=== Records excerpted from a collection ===
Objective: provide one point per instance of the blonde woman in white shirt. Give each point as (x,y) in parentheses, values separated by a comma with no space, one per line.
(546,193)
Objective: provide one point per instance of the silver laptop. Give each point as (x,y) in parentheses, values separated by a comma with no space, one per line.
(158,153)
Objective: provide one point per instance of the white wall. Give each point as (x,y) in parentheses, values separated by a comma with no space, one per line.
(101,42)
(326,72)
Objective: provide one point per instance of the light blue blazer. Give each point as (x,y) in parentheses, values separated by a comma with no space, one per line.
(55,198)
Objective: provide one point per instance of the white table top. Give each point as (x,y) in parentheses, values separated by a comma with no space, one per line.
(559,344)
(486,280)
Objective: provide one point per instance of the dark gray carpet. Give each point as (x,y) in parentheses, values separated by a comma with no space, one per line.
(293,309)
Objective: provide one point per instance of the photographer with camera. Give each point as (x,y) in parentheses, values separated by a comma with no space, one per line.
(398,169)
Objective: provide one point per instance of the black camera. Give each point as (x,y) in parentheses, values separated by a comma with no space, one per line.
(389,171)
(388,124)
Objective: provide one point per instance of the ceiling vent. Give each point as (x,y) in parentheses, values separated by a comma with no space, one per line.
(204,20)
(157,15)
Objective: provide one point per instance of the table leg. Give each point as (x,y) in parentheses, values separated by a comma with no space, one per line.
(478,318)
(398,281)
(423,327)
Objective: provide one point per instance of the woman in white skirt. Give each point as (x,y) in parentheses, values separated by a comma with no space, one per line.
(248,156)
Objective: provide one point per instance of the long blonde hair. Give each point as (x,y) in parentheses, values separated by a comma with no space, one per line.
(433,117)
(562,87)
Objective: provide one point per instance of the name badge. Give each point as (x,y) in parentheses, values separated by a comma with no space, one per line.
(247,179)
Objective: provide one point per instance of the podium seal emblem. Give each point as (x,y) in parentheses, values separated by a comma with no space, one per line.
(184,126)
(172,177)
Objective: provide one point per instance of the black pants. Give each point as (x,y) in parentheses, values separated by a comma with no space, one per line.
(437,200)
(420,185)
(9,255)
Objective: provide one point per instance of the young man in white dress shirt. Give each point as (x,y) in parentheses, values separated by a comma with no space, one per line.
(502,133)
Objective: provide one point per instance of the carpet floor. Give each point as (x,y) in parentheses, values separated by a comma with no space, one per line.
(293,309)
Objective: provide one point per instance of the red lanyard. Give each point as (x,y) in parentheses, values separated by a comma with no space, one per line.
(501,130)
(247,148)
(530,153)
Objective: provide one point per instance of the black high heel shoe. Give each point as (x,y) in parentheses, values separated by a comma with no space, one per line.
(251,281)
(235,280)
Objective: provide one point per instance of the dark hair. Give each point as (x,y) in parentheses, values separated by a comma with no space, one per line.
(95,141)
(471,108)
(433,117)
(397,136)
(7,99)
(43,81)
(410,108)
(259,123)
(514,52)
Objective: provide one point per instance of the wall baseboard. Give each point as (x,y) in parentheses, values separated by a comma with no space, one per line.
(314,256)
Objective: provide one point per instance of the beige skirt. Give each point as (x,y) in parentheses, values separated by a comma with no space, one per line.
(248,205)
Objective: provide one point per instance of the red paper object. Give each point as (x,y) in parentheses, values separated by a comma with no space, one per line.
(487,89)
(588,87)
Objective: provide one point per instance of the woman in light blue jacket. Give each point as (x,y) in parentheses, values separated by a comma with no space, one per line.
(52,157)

=== Task to carry out ===
From the line holding "Objective: provide one point per instance of the black high" down to the final line above, quote every line exactly and only those lines.

=== Correct result ===
Objective: provide one point per instance of the black high heel shoe. Give each point as (x,y) in parentheses, values separated by a comma with no space, one per line.
(251,281)
(235,280)
Objective: provide one point per instance of the dark hair. Give each point as (x,y) in parentheses, values separated by a comma with no space, one per line.
(95,141)
(471,108)
(433,117)
(397,136)
(7,99)
(43,81)
(410,108)
(259,123)
(514,52)
Objective: provide one point per instance of the wall baseboard. Give each point as (x,y) in parentheses, values separated by a comma with no space, one per line.
(314,256)
Objective: provide one point per instance of the beige skirt. Give each point as (x,y) in parentheses, values separated by a comma with no space, one per line.
(248,205)
Objective: provide one point per instance of the red paper object. Give each point as (x,y) in parentheses, values separated by a comma with no space, one per line.
(487,89)
(588,87)
Objective: provide one point per instance of the woman in light blue jacket. Give each point as (x,y) in parentheses, values separated by a comma with no space, one per line.
(52,157)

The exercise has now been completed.